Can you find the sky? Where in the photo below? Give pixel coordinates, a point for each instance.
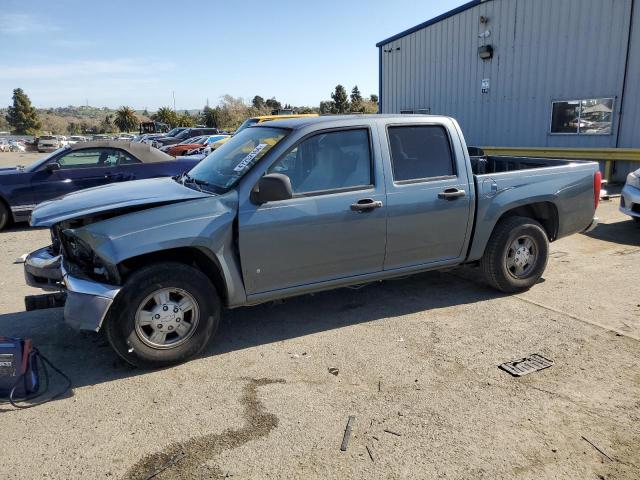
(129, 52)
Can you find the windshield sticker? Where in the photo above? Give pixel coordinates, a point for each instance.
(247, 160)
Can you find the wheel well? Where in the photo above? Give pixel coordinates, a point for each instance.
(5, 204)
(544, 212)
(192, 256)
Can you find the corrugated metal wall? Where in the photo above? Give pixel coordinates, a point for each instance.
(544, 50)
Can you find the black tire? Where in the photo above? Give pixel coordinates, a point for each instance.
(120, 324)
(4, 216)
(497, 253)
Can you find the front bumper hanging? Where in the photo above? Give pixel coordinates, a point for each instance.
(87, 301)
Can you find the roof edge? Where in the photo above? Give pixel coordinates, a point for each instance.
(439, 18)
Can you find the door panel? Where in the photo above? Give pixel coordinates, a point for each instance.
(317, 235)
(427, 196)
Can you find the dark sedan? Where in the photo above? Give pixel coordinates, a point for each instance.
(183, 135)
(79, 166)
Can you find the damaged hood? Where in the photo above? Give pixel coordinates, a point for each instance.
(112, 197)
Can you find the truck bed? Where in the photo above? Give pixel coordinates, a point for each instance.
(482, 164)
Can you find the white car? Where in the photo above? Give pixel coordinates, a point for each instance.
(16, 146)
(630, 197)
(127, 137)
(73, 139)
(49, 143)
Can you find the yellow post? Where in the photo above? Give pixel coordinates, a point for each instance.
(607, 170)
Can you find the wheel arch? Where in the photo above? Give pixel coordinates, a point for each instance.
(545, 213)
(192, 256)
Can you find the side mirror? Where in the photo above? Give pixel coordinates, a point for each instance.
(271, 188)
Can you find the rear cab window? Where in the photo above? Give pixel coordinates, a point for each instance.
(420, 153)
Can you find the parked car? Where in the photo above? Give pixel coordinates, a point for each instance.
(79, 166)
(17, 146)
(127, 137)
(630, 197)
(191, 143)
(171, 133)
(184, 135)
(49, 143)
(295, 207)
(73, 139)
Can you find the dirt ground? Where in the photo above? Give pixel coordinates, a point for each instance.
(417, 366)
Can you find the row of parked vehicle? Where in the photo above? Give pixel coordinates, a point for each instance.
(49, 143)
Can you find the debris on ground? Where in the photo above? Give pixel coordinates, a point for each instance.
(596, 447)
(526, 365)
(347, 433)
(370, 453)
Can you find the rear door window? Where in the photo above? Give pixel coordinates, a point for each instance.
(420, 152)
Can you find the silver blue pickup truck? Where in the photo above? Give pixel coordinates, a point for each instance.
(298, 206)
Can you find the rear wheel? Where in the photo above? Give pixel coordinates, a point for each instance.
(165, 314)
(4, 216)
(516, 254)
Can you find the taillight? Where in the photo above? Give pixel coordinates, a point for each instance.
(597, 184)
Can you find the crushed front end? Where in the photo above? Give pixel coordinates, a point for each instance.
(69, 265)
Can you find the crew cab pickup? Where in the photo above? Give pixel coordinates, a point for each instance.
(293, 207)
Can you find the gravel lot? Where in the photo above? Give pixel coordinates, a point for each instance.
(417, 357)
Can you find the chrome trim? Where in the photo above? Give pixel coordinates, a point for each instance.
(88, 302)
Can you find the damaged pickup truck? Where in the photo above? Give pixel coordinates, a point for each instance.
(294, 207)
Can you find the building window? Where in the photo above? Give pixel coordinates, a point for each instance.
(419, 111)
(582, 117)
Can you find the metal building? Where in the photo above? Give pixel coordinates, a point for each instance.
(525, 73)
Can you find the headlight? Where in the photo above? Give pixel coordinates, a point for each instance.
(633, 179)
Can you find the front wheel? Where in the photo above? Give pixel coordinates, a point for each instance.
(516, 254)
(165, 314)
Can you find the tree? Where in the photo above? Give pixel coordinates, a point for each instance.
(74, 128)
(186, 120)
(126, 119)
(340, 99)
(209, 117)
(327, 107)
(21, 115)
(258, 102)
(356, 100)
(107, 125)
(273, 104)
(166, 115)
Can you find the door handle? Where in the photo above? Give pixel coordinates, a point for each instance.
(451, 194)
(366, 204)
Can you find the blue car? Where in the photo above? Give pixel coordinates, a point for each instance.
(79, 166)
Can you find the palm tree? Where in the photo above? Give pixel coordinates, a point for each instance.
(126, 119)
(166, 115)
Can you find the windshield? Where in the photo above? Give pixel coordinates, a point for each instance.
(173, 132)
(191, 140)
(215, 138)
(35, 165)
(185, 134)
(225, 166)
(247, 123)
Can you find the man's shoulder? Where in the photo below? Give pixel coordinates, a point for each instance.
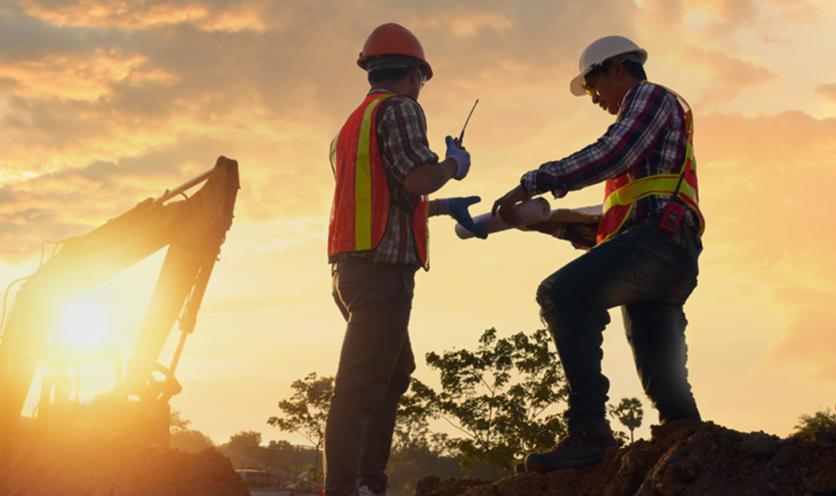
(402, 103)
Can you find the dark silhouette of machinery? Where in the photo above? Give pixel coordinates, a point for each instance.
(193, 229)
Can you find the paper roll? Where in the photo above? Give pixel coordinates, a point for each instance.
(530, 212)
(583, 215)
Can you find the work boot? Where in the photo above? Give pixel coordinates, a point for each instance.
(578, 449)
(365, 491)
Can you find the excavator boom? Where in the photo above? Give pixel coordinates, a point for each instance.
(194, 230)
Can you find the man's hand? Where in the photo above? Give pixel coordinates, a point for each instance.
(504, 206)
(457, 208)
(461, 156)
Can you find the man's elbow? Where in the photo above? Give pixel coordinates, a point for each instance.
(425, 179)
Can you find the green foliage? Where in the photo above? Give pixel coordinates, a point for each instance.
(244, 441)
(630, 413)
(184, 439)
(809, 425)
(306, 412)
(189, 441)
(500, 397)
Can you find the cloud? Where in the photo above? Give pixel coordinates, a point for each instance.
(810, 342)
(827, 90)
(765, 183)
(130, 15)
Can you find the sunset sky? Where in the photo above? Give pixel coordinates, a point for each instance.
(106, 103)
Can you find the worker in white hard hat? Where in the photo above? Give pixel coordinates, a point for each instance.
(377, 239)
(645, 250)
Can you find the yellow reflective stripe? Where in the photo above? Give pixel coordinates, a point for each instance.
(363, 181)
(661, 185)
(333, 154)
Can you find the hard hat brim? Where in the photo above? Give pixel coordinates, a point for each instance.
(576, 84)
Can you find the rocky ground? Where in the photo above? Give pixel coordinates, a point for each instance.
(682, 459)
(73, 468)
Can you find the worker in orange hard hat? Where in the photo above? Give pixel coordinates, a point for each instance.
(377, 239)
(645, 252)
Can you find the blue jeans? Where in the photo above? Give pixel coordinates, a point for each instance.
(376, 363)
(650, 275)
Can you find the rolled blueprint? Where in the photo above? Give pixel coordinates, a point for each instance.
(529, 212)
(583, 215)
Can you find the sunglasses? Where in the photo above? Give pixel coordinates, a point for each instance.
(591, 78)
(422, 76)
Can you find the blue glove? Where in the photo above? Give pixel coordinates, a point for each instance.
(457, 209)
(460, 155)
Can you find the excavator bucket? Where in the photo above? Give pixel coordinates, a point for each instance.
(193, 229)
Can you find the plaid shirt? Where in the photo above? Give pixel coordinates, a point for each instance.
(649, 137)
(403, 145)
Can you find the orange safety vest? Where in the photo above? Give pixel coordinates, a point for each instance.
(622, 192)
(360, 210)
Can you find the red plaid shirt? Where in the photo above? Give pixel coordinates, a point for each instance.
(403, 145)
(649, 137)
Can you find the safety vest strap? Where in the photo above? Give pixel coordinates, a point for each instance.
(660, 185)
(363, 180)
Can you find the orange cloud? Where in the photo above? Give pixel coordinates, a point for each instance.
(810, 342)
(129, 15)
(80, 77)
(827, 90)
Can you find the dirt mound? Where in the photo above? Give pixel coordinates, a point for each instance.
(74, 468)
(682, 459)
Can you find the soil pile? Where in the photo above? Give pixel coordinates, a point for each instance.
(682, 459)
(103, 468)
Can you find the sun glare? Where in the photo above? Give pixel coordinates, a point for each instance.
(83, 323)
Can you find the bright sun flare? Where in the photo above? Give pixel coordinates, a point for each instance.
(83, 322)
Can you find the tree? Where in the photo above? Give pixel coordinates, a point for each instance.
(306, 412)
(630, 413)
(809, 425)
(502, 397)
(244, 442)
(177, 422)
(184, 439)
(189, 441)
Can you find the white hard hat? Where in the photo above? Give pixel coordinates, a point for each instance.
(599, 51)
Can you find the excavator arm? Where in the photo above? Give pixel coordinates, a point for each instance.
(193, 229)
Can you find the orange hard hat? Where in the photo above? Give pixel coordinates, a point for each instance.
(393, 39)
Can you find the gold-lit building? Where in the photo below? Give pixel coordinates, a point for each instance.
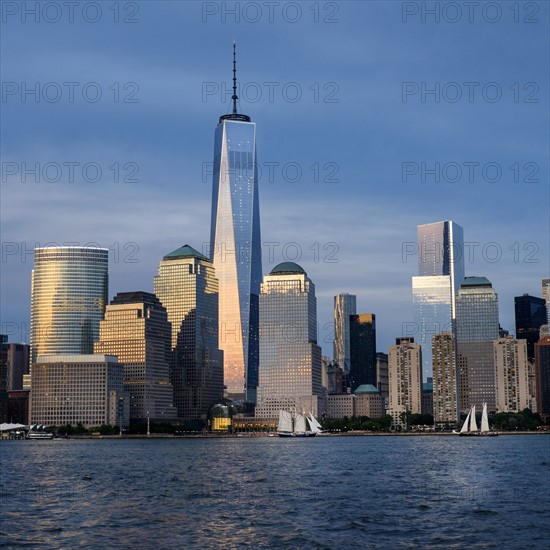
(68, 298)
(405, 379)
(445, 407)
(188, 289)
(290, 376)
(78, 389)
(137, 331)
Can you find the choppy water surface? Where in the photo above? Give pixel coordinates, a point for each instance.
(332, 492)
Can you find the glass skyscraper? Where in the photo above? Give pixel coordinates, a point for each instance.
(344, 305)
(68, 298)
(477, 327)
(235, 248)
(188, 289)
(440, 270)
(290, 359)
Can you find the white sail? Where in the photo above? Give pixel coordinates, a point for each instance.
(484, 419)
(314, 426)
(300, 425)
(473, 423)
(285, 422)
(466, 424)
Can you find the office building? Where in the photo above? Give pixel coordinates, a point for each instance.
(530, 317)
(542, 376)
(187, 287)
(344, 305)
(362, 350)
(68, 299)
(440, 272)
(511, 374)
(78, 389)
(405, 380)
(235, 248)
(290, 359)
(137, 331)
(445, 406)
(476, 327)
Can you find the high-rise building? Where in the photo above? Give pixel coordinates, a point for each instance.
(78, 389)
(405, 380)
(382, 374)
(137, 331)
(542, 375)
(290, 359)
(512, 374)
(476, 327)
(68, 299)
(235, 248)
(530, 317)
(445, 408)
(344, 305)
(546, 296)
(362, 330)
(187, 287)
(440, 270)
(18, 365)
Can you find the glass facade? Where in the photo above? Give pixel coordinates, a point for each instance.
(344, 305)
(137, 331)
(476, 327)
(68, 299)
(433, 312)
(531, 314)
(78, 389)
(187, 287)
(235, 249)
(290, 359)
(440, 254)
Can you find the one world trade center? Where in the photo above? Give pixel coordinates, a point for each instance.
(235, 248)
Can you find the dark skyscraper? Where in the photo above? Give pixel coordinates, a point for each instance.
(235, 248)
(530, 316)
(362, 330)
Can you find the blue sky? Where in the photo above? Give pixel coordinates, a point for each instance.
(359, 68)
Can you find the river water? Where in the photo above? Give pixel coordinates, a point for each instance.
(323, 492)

Task statement. Turn the records from the line containing "Can you find the choppy" through the end of the records, both included, into a two-column CSV with the headers text and answer. Give one row per record, with each field in double quotes and its line breaks replaced by spaces.

Answer to the exercise.
text,answer
"Can you find the choppy water surface? Where in the photo above? Give pixel coordinates, a point for each instance.","(332, 492)"
"Can you find the glass skyscraper? Where in the photo above? Give pixel coordinates, a point for each instance.","(344, 305) (68, 298) (477, 327) (235, 248) (188, 289) (440, 270) (290, 359)"
"Can you find the white sail? Where in the photo above? Give pixel coordinates, a point for each instance.","(484, 419) (314, 426) (300, 425) (473, 423) (285, 422) (466, 424)"
"Can you find the office building? Where in the photo above? Give pixel coordinates, a point for each instance.","(530, 317) (542, 376) (187, 287) (344, 305) (362, 350) (68, 299) (440, 272) (511, 374) (78, 389) (405, 380) (235, 248) (290, 359) (137, 331) (445, 406) (476, 327)"
"Can you find the high-rise building? Where in the photo above? Give pixel coordinates, a point for each instance.","(78, 389) (405, 380) (382, 374) (137, 331) (542, 375) (290, 359) (512, 374) (476, 327) (68, 299) (235, 248) (530, 317) (445, 408) (344, 305) (546, 296) (362, 330) (187, 287) (440, 270) (18, 365)"
"Can you find the glass facade? Where in the photo above? Give pixel coordinates, a point for each instance.","(344, 305) (137, 331) (476, 327) (68, 299) (433, 312) (531, 314) (78, 389) (187, 287) (235, 249) (290, 359) (440, 254)"
"Can you find the one world trade center? Where in the photo above? Give pixel coordinates, a point for each instance.","(235, 248)"
"Can you find the dark skyscraper? Where in the photo above? Give pixel coordinates, a point for each instance.","(235, 248) (530, 316) (362, 330)"
"Can you find the blue sky? Where in the photo above? Give pixel coordinates, a point for each instance.","(359, 68)"
"Can you find the river water? Where in the photo above? Give pixel coordinates, a point for each instance.","(323, 492)"